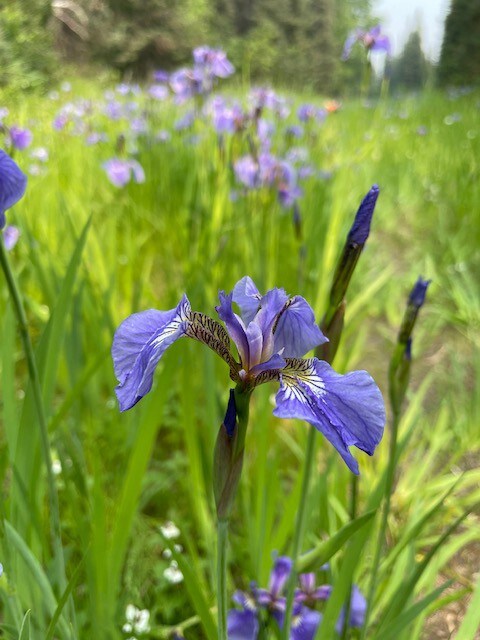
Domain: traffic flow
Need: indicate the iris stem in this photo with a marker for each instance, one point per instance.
(299, 529)
(383, 525)
(222, 539)
(19, 309)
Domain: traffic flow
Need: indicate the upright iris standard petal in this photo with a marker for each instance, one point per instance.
(139, 343)
(247, 297)
(347, 409)
(296, 331)
(305, 624)
(12, 184)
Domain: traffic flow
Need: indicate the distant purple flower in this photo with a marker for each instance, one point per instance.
(309, 593)
(20, 138)
(161, 76)
(418, 293)
(361, 226)
(272, 333)
(95, 138)
(358, 609)
(158, 91)
(11, 235)
(372, 40)
(120, 172)
(294, 130)
(113, 110)
(138, 125)
(13, 183)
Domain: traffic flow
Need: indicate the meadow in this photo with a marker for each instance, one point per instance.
(90, 253)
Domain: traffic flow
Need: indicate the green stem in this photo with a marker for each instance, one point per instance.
(299, 529)
(353, 515)
(42, 423)
(383, 525)
(222, 538)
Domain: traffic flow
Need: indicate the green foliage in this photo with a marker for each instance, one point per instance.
(123, 475)
(410, 70)
(460, 55)
(27, 60)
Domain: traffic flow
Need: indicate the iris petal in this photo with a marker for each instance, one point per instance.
(235, 326)
(347, 409)
(296, 331)
(12, 184)
(247, 297)
(139, 343)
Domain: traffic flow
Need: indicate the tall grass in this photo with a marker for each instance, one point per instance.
(123, 475)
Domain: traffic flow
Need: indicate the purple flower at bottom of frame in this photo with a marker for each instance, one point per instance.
(11, 235)
(120, 172)
(309, 593)
(271, 334)
(20, 138)
(13, 183)
(358, 608)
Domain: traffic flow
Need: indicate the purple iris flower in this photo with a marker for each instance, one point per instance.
(11, 235)
(372, 40)
(358, 608)
(120, 172)
(13, 183)
(271, 333)
(243, 624)
(158, 91)
(309, 593)
(20, 138)
(161, 76)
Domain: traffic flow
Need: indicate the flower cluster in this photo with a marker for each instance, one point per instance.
(372, 40)
(271, 333)
(260, 609)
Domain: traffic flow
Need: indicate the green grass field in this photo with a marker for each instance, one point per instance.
(90, 254)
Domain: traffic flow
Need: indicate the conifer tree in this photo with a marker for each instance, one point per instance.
(460, 55)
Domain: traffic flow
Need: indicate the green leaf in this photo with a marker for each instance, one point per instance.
(322, 552)
(25, 628)
(398, 624)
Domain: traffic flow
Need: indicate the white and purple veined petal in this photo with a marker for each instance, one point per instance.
(13, 183)
(139, 343)
(247, 297)
(296, 331)
(347, 409)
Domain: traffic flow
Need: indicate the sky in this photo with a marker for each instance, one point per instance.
(400, 17)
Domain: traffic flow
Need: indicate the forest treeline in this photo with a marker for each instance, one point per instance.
(294, 43)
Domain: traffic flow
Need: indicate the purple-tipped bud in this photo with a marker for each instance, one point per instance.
(361, 226)
(417, 295)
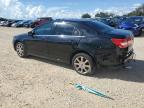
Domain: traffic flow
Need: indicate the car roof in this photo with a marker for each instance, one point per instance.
(136, 17)
(74, 20)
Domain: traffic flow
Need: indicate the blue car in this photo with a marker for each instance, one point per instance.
(134, 24)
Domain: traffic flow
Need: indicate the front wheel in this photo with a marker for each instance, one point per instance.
(83, 64)
(20, 49)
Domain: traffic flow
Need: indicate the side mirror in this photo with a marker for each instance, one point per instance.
(31, 33)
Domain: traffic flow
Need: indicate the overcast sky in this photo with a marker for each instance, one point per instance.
(63, 8)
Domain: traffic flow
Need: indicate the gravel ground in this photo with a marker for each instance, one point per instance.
(40, 83)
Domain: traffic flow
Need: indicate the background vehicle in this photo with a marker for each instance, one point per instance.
(107, 21)
(82, 43)
(40, 21)
(134, 24)
(28, 23)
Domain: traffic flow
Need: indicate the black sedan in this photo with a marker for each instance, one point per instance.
(83, 43)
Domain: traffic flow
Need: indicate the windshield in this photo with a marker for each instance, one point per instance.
(98, 26)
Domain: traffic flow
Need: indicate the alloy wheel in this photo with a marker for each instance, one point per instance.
(20, 49)
(82, 65)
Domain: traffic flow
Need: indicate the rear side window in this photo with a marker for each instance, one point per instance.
(45, 29)
(66, 29)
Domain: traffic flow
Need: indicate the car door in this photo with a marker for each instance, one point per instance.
(37, 45)
(63, 42)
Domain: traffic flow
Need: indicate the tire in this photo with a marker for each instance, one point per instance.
(83, 64)
(20, 49)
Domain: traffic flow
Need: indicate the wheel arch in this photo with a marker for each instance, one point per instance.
(82, 51)
(16, 43)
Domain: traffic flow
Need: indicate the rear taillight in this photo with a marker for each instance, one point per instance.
(123, 43)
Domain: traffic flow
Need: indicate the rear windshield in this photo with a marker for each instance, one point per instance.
(98, 26)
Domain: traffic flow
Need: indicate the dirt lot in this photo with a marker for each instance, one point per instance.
(39, 83)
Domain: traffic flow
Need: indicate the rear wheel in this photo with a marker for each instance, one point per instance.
(20, 49)
(83, 64)
(140, 33)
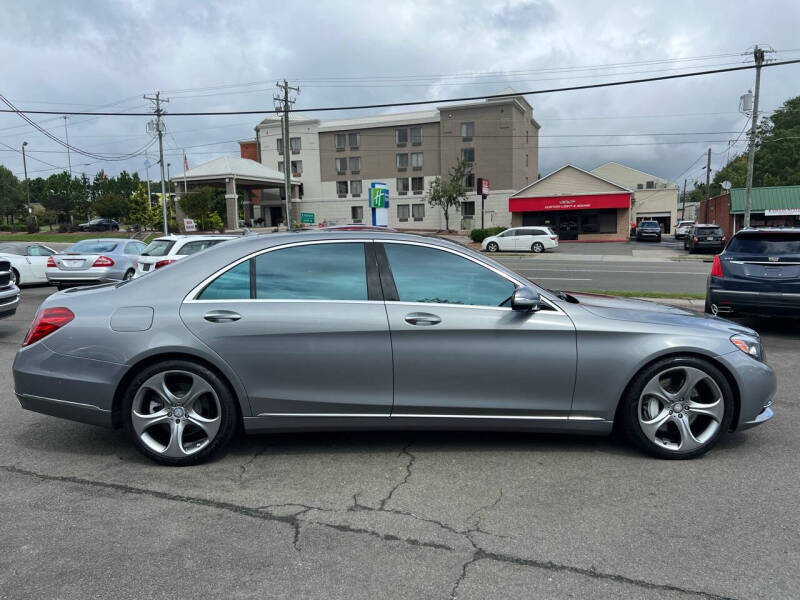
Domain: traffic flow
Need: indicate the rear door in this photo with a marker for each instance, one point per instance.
(304, 327)
(764, 261)
(458, 349)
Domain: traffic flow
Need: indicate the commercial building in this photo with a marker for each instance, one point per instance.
(576, 204)
(338, 160)
(654, 199)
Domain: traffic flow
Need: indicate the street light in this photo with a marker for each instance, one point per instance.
(27, 183)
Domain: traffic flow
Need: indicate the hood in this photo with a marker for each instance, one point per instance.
(646, 311)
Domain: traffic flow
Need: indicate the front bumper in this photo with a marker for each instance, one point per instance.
(69, 387)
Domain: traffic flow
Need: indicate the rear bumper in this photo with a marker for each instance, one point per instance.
(78, 389)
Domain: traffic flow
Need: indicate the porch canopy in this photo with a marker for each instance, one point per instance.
(233, 173)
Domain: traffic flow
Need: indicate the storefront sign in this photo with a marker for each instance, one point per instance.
(781, 212)
(547, 203)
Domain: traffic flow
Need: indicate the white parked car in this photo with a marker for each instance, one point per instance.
(28, 261)
(682, 229)
(166, 250)
(522, 239)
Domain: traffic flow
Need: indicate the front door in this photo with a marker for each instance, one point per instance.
(301, 329)
(460, 351)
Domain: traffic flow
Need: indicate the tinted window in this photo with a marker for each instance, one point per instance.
(428, 275)
(233, 284)
(770, 244)
(158, 248)
(92, 246)
(313, 272)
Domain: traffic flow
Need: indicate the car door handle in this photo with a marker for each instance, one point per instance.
(222, 316)
(423, 319)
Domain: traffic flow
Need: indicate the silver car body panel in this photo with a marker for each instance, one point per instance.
(353, 364)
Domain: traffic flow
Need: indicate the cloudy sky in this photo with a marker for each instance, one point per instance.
(83, 55)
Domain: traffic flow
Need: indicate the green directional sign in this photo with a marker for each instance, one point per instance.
(378, 197)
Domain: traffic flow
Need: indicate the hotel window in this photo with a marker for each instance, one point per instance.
(402, 212)
(402, 185)
(401, 136)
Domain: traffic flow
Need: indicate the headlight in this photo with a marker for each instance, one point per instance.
(749, 345)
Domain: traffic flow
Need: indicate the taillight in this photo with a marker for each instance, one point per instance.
(716, 268)
(103, 261)
(46, 322)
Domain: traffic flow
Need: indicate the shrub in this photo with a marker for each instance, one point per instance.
(478, 235)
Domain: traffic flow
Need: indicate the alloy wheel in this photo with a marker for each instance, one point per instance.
(176, 413)
(681, 409)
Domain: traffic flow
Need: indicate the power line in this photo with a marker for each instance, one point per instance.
(424, 102)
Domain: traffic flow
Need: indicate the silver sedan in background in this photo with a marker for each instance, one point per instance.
(94, 261)
(373, 330)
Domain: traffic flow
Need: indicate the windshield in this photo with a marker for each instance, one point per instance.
(158, 248)
(766, 243)
(93, 246)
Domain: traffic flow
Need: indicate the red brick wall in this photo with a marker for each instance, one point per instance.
(719, 212)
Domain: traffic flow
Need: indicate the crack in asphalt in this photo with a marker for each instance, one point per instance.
(409, 465)
(294, 520)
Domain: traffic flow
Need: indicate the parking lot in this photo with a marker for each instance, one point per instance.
(398, 515)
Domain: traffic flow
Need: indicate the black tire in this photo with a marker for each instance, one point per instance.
(630, 407)
(229, 412)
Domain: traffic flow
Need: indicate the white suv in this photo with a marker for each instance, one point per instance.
(522, 239)
(166, 250)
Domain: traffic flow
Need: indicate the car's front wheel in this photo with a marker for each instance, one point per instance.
(178, 412)
(678, 408)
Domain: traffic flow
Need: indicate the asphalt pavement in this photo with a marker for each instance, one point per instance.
(398, 515)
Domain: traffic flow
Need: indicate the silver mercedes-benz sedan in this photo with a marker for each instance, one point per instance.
(370, 330)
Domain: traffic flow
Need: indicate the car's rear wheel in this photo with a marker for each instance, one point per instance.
(179, 413)
(678, 408)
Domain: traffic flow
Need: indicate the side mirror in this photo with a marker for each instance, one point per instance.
(525, 299)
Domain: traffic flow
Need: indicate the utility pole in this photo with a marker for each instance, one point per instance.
(708, 184)
(157, 126)
(683, 205)
(758, 56)
(282, 104)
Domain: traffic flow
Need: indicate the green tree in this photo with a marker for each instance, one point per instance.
(449, 193)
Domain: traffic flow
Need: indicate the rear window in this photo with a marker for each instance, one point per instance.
(92, 246)
(766, 243)
(708, 230)
(158, 248)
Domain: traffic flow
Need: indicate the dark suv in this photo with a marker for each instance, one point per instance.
(758, 274)
(704, 237)
(648, 230)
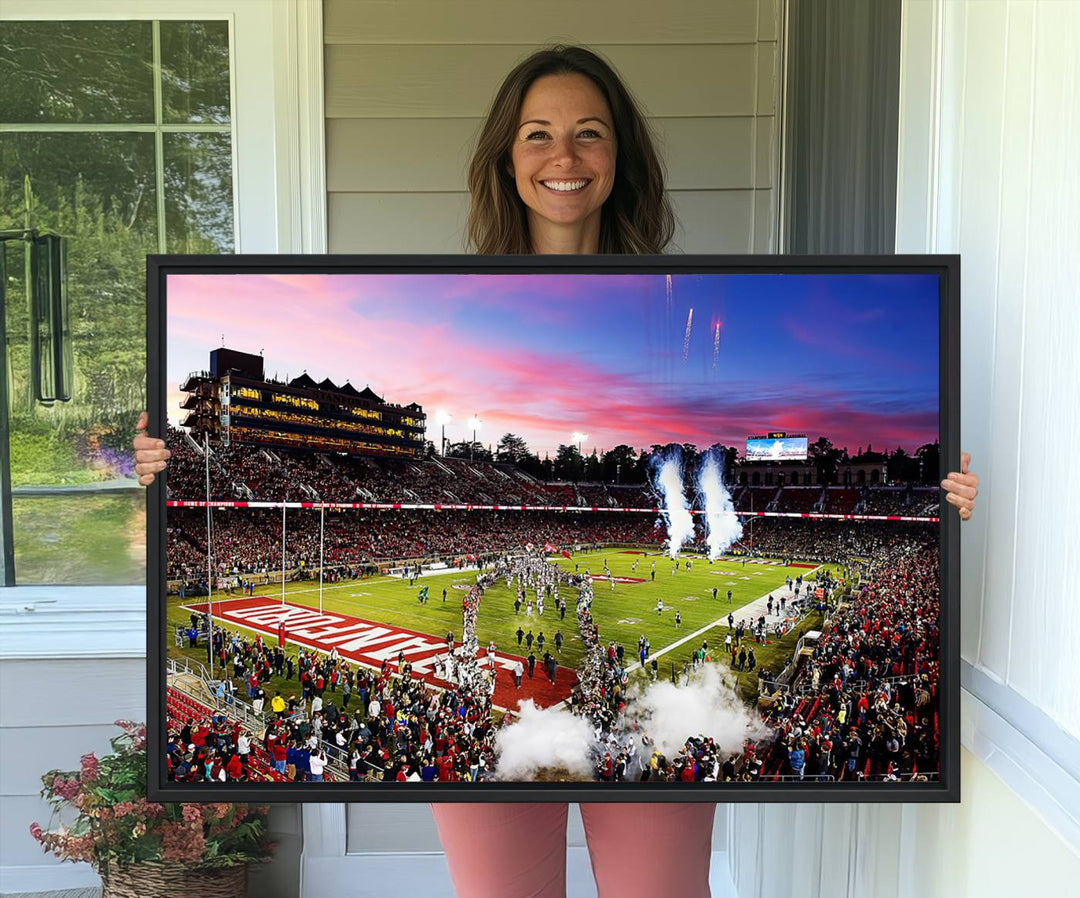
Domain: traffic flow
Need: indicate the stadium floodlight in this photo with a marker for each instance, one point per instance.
(474, 423)
(443, 417)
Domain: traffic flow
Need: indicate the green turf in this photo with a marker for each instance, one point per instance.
(623, 614)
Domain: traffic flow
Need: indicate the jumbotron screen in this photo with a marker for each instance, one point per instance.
(460, 528)
(777, 447)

════════

Problem ▸
Find every line in the records that contains the word "iris" and copy each one. Matches are case-sensitive.

Correct output ▸
Need: indicate the iris stem in this photo with a marker for each instance, one point per instance.
Need: indicate the upright iris standard petal in this photo with a marker for each instance, one point per instance.
Need: indicate the iris petal in this photo with a marker for each instance, one point per instance.
Need: indicate the purple iris flower in this photo with a marker for each instance, one point per instance.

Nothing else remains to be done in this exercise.